The entries below are to be given back exactly, with images excluded.
════════════════
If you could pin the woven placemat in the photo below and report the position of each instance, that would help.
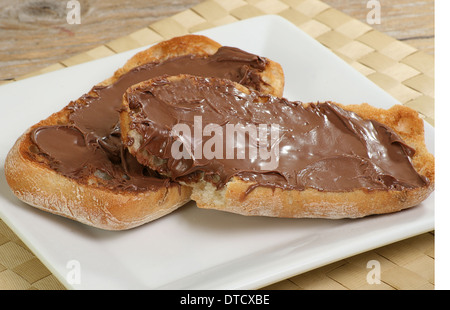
(403, 71)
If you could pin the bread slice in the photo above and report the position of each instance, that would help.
(237, 193)
(104, 200)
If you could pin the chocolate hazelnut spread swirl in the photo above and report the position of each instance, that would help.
(90, 144)
(321, 146)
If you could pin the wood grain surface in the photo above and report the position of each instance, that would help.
(34, 34)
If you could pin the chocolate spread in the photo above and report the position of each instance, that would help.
(321, 145)
(90, 144)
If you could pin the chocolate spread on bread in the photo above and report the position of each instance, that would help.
(90, 144)
(321, 146)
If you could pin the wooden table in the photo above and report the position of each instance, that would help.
(35, 35)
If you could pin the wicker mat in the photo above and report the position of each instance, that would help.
(403, 71)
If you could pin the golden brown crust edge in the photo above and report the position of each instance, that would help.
(45, 189)
(312, 203)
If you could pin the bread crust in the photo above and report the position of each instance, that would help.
(86, 200)
(236, 197)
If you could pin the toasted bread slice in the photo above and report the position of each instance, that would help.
(215, 187)
(108, 199)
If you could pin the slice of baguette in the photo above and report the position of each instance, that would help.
(241, 197)
(91, 200)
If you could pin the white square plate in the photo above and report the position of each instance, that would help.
(194, 248)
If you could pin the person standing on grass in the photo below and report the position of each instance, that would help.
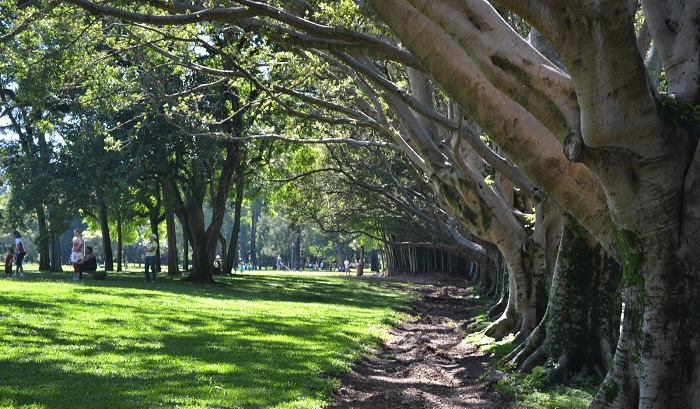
════════════════
**RESULT OF THE EXERCISE**
If you could pin the woven placemat in the photo below and report the position of each instance, that would help.
(403, 71)
If you could pin the bread slice in the photo above and report the position of each instance, that would help.
(237, 193)
(104, 200)
If you could pin the chocolate hazelnut spread swirl in the photo above and report the position of each instance, that would help.
(90, 144)
(321, 146)
If you could pin the wood grain surface in the photo above and report the position of each instance, that would help.
(34, 34)
If you could pin the chocolate spread in the photo above and report the position of each instance, that would help.
(321, 145)
(90, 144)
If you could pin the chocolate spread on bread in the photo above and report the position of each instance, that would help.
(90, 144)
(321, 146)
If you could pin the wooden table in the photo above and report the position of each instance, that would help.
(35, 35)
If you could pin the wicker mat in the photo above and report the position of each instance, that would help.
(403, 71)
If you could pin the golden brown crust edge in the photo above and report the position of each instance, that would help.
(45, 189)
(312, 203)
If you could pin the bread crust in the photo above and report the position of each instance, that would help.
(86, 200)
(236, 197)
If you could pin the toasted bread slice in the photo above and report the position of each instance, that would help.
(215, 187)
(108, 199)
If you could pin the slice of baguette in the photo above and report the position of each instance, that would help.
(241, 197)
(91, 200)
If you could pin the white square plate in the photo above and report the position of each instance, that would help.
(194, 248)
If you could pin the person standing on grass in the photo below and report the position of each instance, that would help.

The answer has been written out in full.